-- START OF PASSAGE GIVEN --

Finding many paths in a graph

Question 1

I have a graph which we can think of is representing a network of train tracks. Each node is a station and each edge is a piece of track connecting two stations. Each station node may be connected by more than one track and all tracks are one way (i.e the graph is directed).

My job is to find as many routes as possible connecting one node with a set of destination nodes. Routes may contain cycles to the train track analogy breaks down here, but whatever. I have Python code to perform this task, but it is to slow so I would love to get some help in making it faster. Below is my traversal function:

from collections import deque
from itertools import product
def travel(graph, start, dests, count):
 queue = deque([[(start, None)]])
 paths = []
 while queue:
 path = queue.popleft()
 at = path[-1][0]
 if at in dests:
 pp = [p[1] for p in path[1:]]
 for real_path in product(*pp):
 paths.append(''.join(real_path))
 count -= 1
 if count == 0:
 return paths
 adj = graph.get(at, {})
 for item in adj.items():
 queue.append(path + [item])
 return paths

Called with a sample graph:

G = {
 1 : {2 : 'mqr', 3 : 't'},
 2 : {3 : 'q'},
 3 : {1 : 'S', 4 : '_'},
 4 : {3 : 't', 1 : 'xUI', 5 : '=+/'},
 5 : {4 : 'q', 6 : '1'},
 6 : {1 : '0'}
}
print(len(set(travel(G, 1, [6], 1000))))

1000 unique strings representing paths through the graph will be generated. Ideas on how to improve the travel function would be greatly appreciated. Also on the format I'm using for representing the graph. It is usually very efficient to store a graph as a dict whose values are themselves dicts, but perhaps there is a better format.

-- END OF PASSAGE GIVEN --
-- START OF GIVEN DATA --

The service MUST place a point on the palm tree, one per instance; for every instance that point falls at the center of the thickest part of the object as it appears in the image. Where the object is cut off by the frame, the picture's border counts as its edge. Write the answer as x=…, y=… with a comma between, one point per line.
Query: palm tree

-- END OF GIVEN DATA --

**PROBLEMS**
A. Shorten the paragraph of the graph post that begins "I have a graph which we can think of" into a brief list that keeps its main facts.
B. Copy from the graph post the part that opens with the words containing "My job is to" and closes with "path = queue.popleft()".
C. According to the graph post, what format is used to represent the graph?
This material has nothing to do with the graph post.

**SOLUTIONS PER TASK**
A.
- The graph can be thought of as a network of train tracks.
- Each node is a station, and each edge is a piece of track between two stations.
- A station may be connected by more than one track.
- All tracks are one way, so the graph is directed.

B.
My job is to find as many routes as possible connecting one node with a set of destination nodes. Routes may contain cycles to the train track analogy breaks down here, but whatever. I have Python code to perform this task, but it is to slow so I would love to get some help in making it faster. Below is my traversal function:

from collections import deque
from itertools import product
def travel(graph, start, dests, count):
 queue = deque([[(start, None)]])
 paths = []
 while queue:
 path = queue.popleft()

C. A dict whose values are themselves dicts.